• [To be done]
According to the book review, which capacities does Bellah say humans gradually acquire through evolution?

Religion in Human Evolution: From the Paleolithic to
the Axial Age
Robert N. Bellah
Harvard University Press £25
(978-0-674-06143-9)
Church Times Bookshop £22.50
BOOKS on religion written by scientists can be severely
provoking. But not this one. This is a big book with big ambitions,
and it was really interesting; so why did it take me quite a while
to read? Partly because it dealt with such big subjects, in a way
that combined science and philosophy. That sounds intimidating,
but it is much more approachable than it sounds, though there was
a great deal of information from different specialisms to
absorb.
Robert Bellah relates studies of animal behaviour, including
ritual and play, to human behaviours. He shows how human evolution
(he takes evolution by natural selection as a given) leads to
humans' gradually acquiring a series of capacities (speech,
hunting, agriculture, literacy, culture, and philosophy), all of
which have an influence on how religions are formed. He looks at
how religious activity unites, enacts, and symbolises the reality
of human existence, to personalise it, and to form it into stories
with meaning - also called 'myths'.

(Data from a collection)
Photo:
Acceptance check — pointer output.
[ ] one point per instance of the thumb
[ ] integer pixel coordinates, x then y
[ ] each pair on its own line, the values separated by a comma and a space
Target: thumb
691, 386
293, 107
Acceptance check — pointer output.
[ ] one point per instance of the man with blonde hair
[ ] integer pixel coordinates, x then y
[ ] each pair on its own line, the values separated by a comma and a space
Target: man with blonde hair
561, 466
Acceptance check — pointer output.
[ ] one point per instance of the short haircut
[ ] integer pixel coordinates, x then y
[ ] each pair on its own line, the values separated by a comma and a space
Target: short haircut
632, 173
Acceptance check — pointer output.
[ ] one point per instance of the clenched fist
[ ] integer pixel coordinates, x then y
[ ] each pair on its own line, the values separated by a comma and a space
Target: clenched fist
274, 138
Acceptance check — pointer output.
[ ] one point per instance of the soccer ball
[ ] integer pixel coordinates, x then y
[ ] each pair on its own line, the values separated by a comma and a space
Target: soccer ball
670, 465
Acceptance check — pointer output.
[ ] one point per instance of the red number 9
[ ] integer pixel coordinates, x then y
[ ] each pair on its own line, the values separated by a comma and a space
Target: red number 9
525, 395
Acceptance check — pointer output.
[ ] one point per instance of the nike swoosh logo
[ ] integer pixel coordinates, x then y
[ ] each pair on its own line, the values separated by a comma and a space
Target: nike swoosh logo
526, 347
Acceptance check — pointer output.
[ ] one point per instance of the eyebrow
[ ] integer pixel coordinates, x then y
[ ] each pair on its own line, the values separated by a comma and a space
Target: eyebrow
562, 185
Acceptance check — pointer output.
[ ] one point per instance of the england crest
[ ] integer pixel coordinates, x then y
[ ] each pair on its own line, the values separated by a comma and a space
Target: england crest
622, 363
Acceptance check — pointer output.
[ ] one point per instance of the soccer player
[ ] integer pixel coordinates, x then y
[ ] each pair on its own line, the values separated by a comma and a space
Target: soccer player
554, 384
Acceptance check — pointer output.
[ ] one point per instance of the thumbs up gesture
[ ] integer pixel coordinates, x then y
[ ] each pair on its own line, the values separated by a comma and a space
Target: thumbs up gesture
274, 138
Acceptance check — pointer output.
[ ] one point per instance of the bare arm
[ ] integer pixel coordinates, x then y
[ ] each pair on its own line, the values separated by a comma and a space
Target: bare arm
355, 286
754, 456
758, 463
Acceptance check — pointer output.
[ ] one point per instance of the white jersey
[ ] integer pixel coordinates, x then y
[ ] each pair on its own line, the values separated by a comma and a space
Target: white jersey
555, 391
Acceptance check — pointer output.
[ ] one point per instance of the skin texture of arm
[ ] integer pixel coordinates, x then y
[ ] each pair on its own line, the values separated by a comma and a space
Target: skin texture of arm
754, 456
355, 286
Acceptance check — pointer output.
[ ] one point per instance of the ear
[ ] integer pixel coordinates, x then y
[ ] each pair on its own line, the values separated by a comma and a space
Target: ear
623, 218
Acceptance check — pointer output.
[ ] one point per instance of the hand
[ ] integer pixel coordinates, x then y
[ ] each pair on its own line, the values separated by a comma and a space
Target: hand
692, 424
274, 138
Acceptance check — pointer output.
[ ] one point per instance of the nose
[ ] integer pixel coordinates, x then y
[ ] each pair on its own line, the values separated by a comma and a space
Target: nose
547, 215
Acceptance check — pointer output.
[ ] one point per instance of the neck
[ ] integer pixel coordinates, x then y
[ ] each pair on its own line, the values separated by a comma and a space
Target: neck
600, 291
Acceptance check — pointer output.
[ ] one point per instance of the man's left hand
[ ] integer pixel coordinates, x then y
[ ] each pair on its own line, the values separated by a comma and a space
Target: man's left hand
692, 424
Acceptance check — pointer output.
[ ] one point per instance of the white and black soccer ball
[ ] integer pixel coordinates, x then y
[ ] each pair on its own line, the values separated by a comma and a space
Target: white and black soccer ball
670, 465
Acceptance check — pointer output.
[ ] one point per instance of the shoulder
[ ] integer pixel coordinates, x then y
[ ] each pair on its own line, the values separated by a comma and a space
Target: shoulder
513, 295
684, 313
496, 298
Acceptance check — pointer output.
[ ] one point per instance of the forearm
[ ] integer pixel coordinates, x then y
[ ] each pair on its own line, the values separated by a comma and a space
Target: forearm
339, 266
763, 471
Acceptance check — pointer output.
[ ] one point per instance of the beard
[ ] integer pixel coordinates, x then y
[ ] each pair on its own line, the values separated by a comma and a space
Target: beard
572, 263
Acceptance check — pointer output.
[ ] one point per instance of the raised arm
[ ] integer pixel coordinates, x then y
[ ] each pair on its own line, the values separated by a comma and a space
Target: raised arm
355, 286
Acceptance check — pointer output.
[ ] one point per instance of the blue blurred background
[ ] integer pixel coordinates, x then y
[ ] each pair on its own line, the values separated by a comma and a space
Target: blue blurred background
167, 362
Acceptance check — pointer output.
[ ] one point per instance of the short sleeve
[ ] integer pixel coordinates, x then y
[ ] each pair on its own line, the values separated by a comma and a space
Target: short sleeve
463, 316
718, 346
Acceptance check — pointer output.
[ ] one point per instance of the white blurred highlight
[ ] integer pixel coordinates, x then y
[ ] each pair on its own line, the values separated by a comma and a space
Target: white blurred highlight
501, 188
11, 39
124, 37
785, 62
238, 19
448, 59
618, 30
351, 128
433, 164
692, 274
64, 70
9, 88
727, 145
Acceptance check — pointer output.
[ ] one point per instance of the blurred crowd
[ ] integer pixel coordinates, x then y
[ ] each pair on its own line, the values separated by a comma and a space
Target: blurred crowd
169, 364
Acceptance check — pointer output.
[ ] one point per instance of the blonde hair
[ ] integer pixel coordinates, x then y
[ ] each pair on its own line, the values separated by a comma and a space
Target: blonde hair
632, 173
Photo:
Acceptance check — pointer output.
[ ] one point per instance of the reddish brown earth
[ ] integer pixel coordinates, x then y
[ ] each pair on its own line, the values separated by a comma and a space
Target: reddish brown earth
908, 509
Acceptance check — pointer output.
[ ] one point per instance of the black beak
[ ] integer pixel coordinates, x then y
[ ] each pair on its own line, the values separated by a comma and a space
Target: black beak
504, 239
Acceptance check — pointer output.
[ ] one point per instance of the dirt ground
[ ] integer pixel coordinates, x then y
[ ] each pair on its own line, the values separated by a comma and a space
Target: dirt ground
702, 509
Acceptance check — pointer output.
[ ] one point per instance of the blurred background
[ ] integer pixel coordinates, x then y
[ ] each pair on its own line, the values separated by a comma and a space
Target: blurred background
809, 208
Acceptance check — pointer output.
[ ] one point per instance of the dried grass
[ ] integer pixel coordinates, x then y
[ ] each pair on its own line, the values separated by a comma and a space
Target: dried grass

• [Solution to the problem]
Speech, hunting, agriculture, literacy, culture, and philosophy.